**ACTIVITY LIST:**
1 > In the blog excerpt about collaborative work, condense the paragraph beginning "The hard part?" into two or three sentences that keep its main points.
2 > From the blog excerpt about collaborative work, reproduce word for word the passage starting at "The hard part?" and ending at "I’ve blogged about.".

**SOURCE DOCUMENT:**

◆ ◆ ◆ ◆ ◆

Our lunch petered on. I impressed upon my friend not be hard on himself. He merely suffered from that myopia that comes over all of us who invent. And thus, the point of this post. There are awful decisions when one endeavors into the collaborative world. This may be one of, if not, the hardest of all. Knowing when to walk away even if it means abandoning your investment, your creation, your inventive DNA, your baby. It’s never easy, always painful, but completely necessary in order to keep those who prey on artists from suborning the process and, for their own greedy or narcissistic motives, hijacking another’s good work to serve their sole-serving bottom line.
The hard part? Knowing it’s happening when it’s happening. But that’s another post. So unless you have a pal like me who’s unafraid to call how he sees it, then it’s a game of live, learn, abandon, and start over. In my case, I’ve learned it from the cornucopia of errors I’ve committed due to my own stupidity, ignorance, and lack of experience, most of which by now I’ve blogged about.

◆ ◆ ◆ ◆ ◆

**MATERIAL SHOWN:**
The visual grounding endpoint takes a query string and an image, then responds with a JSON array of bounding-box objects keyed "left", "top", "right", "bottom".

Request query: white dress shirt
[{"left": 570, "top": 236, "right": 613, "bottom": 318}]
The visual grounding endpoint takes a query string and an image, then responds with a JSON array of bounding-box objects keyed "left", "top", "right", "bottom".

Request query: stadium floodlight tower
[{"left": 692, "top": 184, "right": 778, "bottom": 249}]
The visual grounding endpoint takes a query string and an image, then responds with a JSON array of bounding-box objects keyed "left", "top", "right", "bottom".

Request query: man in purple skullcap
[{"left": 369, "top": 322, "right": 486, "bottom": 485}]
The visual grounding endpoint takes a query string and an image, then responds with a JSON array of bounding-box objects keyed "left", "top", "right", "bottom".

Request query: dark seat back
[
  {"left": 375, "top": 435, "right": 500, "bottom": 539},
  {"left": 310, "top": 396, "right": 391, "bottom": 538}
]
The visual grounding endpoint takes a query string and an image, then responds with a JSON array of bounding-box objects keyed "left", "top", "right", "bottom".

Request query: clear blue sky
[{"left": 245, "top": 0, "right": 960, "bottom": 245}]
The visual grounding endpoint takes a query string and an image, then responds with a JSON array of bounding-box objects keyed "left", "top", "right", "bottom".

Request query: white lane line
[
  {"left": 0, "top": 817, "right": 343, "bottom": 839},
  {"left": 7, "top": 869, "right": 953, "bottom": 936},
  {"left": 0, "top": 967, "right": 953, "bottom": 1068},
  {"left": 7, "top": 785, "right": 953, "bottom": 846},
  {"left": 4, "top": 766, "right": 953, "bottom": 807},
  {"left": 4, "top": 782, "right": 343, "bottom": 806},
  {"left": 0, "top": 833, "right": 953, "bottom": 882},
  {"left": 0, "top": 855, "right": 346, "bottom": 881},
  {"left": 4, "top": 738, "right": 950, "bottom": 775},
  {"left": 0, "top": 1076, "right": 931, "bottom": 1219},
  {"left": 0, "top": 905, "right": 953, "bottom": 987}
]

◆ ◆ ◆ ◆ ◆

**ANSWERS BY ITEM:**
1 > The hard part is recognizing the problem while it is happening, which the writer leaves for another post. Without a friend willing to say plainly how he sees it, the process becomes one of living, learning, abandoning, and starting over. The writer learned this through many errors caused by stupidity, ignorance, and inexperience, and has blogged about most of them.

2 >
The hard part? Knowing it’s happening when it’s happening. But that’s another post. So unless you have a pal like me who’s unafraid to call how he sees it, then it’s a game of live, learn, abandon, and start over. In my case, I’ve learned it from the cornucopia of errors I’ve committed due to my own stupidity, ignorance, and lack of experience, most of which by now I’ve blogged about.